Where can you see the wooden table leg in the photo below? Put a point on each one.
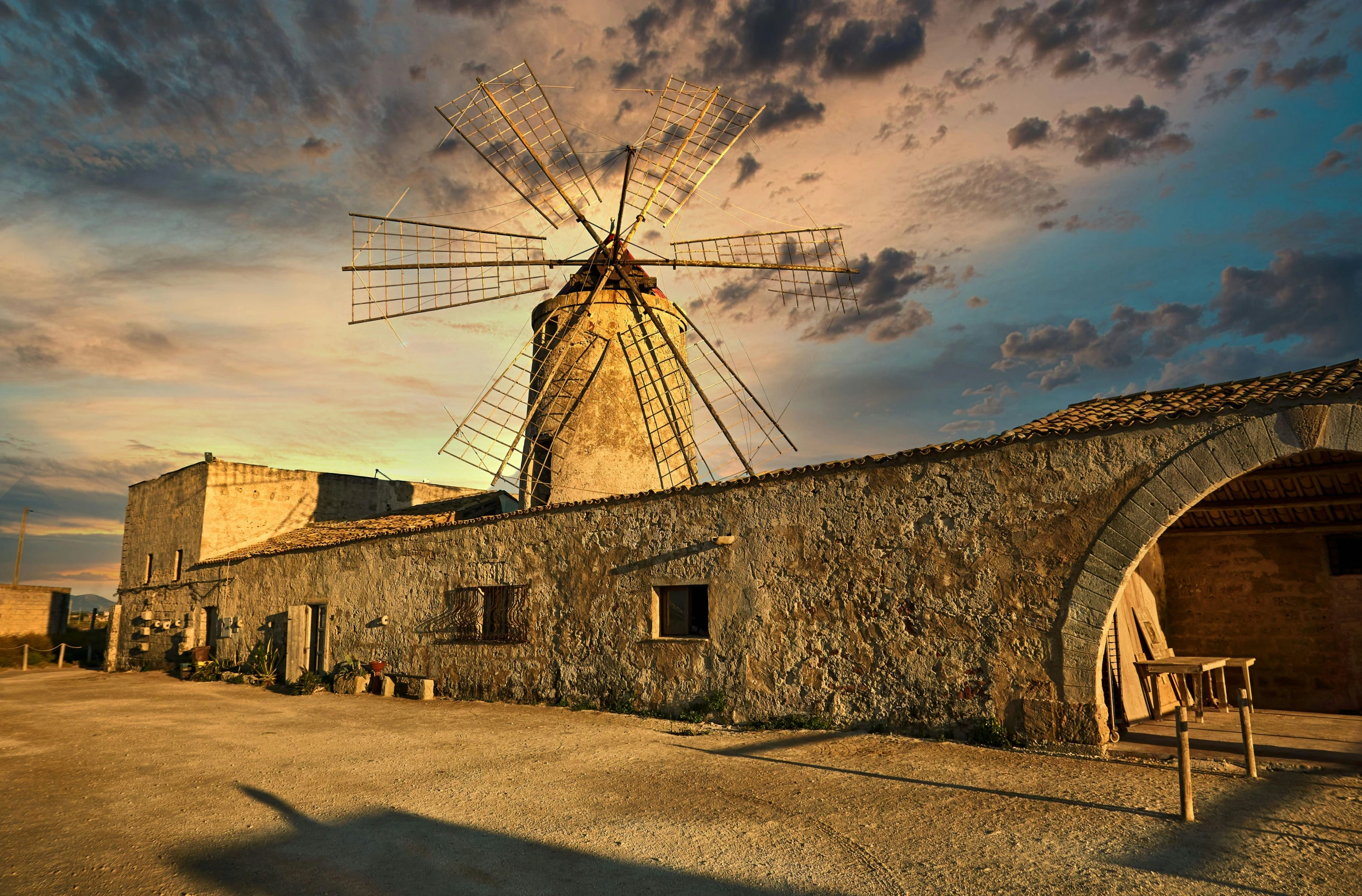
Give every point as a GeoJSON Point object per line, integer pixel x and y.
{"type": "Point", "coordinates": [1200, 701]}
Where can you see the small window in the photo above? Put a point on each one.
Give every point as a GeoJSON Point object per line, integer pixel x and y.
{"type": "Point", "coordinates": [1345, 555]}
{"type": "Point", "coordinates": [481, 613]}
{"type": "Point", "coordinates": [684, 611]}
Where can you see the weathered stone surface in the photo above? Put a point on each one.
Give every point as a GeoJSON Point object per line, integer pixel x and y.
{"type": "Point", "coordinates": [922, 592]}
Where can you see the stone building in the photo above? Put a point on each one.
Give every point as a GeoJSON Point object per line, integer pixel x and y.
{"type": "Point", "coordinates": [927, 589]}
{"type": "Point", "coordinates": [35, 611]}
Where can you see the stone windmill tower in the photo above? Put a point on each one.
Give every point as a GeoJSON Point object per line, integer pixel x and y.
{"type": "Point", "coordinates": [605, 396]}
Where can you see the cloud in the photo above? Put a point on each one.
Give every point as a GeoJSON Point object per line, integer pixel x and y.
++++++++++++++++++++
Exercise aim: Produce the material above again in full, with identical lines and no pictures.

Finished exercise:
Where can you see the wooden table leg in the photo below? Put a point on each one.
Give every point as a GeoJSON Point object per line, integer pixel x and y.
{"type": "Point", "coordinates": [1200, 701]}
Where can you see the small window in the photo above? Put a point on each one.
Give every point as a GeoJSON Point object per line, integer pixel x and y.
{"type": "Point", "coordinates": [1345, 555]}
{"type": "Point", "coordinates": [481, 613]}
{"type": "Point", "coordinates": [684, 611]}
Where can you see the weathered stone surface in the photo above? Put a point on each one.
Give every point as a GeoJSON Point object per line, integer pixel x and y.
{"type": "Point", "coordinates": [922, 592]}
Where can you see the stone building in the photo above? Put a point on each one.
Give every point as a GeoJSON Point object per line, integer pixel x and y.
{"type": "Point", "coordinates": [927, 589]}
{"type": "Point", "coordinates": [35, 611]}
Where can you see the stone windmill tower in the photo above? Put a point on each one.
Give every point as a GeoJSON Point object per line, integer pixel x and y.
{"type": "Point", "coordinates": [605, 396]}
Where can you see the cloud in the photo above? Put a point on each one.
Give every point as a GeoJSON Point object per line, integer pixel x and y.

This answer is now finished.